◆ **SET EXERCISE 1**: Copy out the rows verbatim, from the first row down through the line containing "M 68 170 L 69", inclusive.

----- EXTRACT TO READ

To Deborah Vuylsteke
Dear Deborah,
I am always eager to write to a fellow teacher. I consider you a peer because I spent much of my career – more than forty years – as a university professor and executive. And while I have a different job now, I’ll always remain a teacher at heart. I still rely heavily on the skills I honed in my teaching career, as I carry out many of the same duties – speaking to large and hopefully attentive audiences, sharing my advice with young people, and recognizing notable achievements (although I now note achievement with the red and white ribbons instead of a red pen).
I am always aware that when people meet me in my role as governor general – representative of the Queen of Canada – they must wonder why our country has a constitutional monarchy at all. I thank you for exploring this important question with your students and for your efforts to integrate study of the monarchy in Canada into regular curricula. I share your enthusiasm (not a surprise, I’m sure) and thought I might weigh in on the question with a few insights of my own – teacher to teacher.
With the principle of the Divine Right of Kings safely now in the dustbin of philosophical history and a number of oppressive monarchical regimes rightly toppled since the French Revolution, we can now see a monarchy as one choice that people can make when they decide how to govern their own affairs and, in particular, how to settle the matter of a head of state without polarizing their countries. What the monarchy gets us or prevents us from getting is therefore a question worthy of serious, ongoing scrutiny. I’ve found this question is not neatly resolved by simplification; so for instance, reducing the matter to merely whether we should exchange the monarchy for a republican government doesn’t seem to lead to much clarity.
Aristotle preferred to look at difficult questions by identifying the root issue of each and asking, “What is it for?” So I like to ask, “What is national government for?” And then evaluate whether Canada’s constitutional monarchy meets those needs. Peace, prosperity, opportunity, health, security and defence, and protection of freedoms must be high on the list of reasons to have a national government, and after seventy or so years of watching it in operation, I would say our system has arguably served us better than most other systems have served their own populations.
Let’s intensify that evaluation a bit. I am always keen to look back into history to gain a better understanding of the present. When Confederation was an infant idea, the possibility of becoming a republic rather than a constitutional monarchy was loudly debated. We chose the latter not from some patriotic sentimentality toward Great Britain (although some Canadians may well have had that affection), but because it seemed at the time the best structure by which the new nation of Canada could achieve two things. It could assert itself as strong and unique in the emerging theatre of North America, and it could be flexible enough to meet the varied needs of its citizens – original inhabitants and immigrants alike – as those needs evolved.

----------
----- RECORDS SHOWN

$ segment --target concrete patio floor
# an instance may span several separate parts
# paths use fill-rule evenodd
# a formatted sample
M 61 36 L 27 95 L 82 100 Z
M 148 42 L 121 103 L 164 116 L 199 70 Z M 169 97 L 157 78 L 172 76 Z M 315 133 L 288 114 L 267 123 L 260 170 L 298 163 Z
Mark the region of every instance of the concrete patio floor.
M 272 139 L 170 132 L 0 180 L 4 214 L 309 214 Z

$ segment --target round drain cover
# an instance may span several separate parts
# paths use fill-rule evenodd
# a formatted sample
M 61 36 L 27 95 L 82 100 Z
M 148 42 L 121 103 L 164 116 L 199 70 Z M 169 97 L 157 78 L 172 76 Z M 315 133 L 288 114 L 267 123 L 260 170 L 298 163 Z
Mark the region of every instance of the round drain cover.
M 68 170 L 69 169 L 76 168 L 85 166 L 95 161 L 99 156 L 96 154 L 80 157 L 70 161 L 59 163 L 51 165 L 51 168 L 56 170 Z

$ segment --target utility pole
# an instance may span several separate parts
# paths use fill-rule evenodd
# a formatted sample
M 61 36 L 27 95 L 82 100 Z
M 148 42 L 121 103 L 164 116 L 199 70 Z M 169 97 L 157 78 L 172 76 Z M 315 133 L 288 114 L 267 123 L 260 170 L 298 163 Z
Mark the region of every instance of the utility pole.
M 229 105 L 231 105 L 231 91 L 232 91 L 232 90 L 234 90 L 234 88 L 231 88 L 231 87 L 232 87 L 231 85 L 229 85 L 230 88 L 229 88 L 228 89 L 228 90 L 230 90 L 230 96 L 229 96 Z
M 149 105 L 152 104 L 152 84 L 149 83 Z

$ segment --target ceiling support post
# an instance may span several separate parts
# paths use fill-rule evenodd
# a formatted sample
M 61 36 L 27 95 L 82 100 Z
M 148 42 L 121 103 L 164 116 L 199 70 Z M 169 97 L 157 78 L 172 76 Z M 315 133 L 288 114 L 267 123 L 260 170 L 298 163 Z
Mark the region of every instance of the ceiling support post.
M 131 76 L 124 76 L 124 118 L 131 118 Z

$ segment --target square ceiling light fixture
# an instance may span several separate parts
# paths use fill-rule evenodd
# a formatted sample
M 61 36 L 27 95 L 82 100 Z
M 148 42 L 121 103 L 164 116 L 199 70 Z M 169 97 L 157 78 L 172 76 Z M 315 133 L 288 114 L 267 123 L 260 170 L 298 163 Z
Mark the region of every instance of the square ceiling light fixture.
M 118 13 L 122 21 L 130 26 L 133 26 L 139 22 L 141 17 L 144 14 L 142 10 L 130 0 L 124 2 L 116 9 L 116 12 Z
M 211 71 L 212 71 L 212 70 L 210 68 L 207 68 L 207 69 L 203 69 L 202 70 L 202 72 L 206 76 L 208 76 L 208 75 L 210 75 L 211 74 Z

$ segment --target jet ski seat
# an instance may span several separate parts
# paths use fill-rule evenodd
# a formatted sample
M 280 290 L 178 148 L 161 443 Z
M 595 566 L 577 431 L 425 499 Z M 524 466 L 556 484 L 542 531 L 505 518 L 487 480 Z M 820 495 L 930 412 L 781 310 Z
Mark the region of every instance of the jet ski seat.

----------

◆ **SET EXERCISE 2**: Continue the letter on Canada's constitutional monarchy from the point where it stops.

◆ **WRITTEN REPLY 1**:
$ segment --target concrete patio floor
# an instance may span several separate parts
# paths use fill-rule evenodd
# a formatted sample
M 61 36 L 27 95 L 82 100 Z
M 148 42 L 121 103 L 164 116 L 199 70 Z M 169 97 L 157 78 L 172 76 Z M 315 133 L 288 114 L 267 123 L 260 170 L 298 163 Z
Mark the region of every instance of the concrete patio floor.
M 272 139 L 170 132 L 0 180 L 4 214 L 309 214 Z

$ segment --target round drain cover
# an instance may span several separate parts
# paths use fill-rule evenodd
# a formatted sample
M 61 36 L 27 95 L 82 100 Z
M 148 42 L 121 103 L 164 116 L 199 70 Z M 169 97 L 157 78 L 172 76 Z M 315 133 L 288 114 L 267 123 L 260 170 L 298 163 Z
Mark the region of every instance of the round drain cover.
M 68 170 L 69 169 L 76 168 L 85 166 L 95 161 L 99 156 L 96 154 L 80 157 L 70 161 L 59 163 L 51 165 L 51 168 L 56 170 Z

◆ **WRITTEN REPLY 2**:
Looking around then at the totalitarian states such as Russia, few in the 1860s held the naive assumption that monarchies guarantee rights and freedoms. There was also widespread appreciation that republics too can fail their own populations miserably. The most telling example was close to home. For four full years (1861–1865) during the debate about governance of our own country, Canadians watched Americans slaughter each other during a civil war in which 750,000 Americans died at each other’s hands, arguably only because their definitions of republic could not be resolved. In Canada, the Fathers of Confederation (a moniker that reminds us all of the patriarchy of the times) argued that republicanism – far more than our constitutional monarchy – required uniformity to thrive, and that maintaining uniformity would inevitably lead to clashes such as the American Civil War. They concluded unanimously that the political divisions of pure republicanism could easily lead to failure of the state.
The ideals of republicanism were also well known and understood. When people of free will are impeded by nothing other than the limit of their imaginations, their unfettered ability to achieve common goals through entirely democratic means is the logical foundation of a system. But our founders wanted a form of government that could inspire allegiance without requiring that everyone believe the same thing. It was an early nod to the principle of pluralism that makes this country so pleasant to live in. Indeed, at the outset, it was appreciated (not always warmly) that the constitutional monarchy would allow the provinces unprecedented local control over their own affairs – so much so that the debate rages on (as it did then) about who should be in charge of what. The resulting Confederation is a dynamic unique to Canada in its dimension and proof to me that our system of government has in no way restricted the rights of our citizens to have control over their own affairs. Quite the opposite. It’s loud, it’s messy, and it’s fundamentally democratic.
I’ve also had the opportunity of late to see how the involvement of the Crown through its representatives nationally and in every Canadian province can inspire the best by recognizing the best. Our orders (such as the Order of Canada, the Order of Military Merit, and the many provincial orders) and our decorations (among them military valour, bravery, and meritorious service) are a system of recognition that, because it carries the authority of the Crown, stands above the level of politics, as it celebrates the very character of the people who inhabit, nurture, and shape this country. I like especially how novelist Robertson Davies expressed this idea. He wrote, “In a government like ours, the Crown is the abiding and unshakeable element; politicians may come and go, but the Crown remains and certain aspects of our system pertain to it which are not dependent on any political party. In this sense, the Crown is the consecrated spirit of Canada.”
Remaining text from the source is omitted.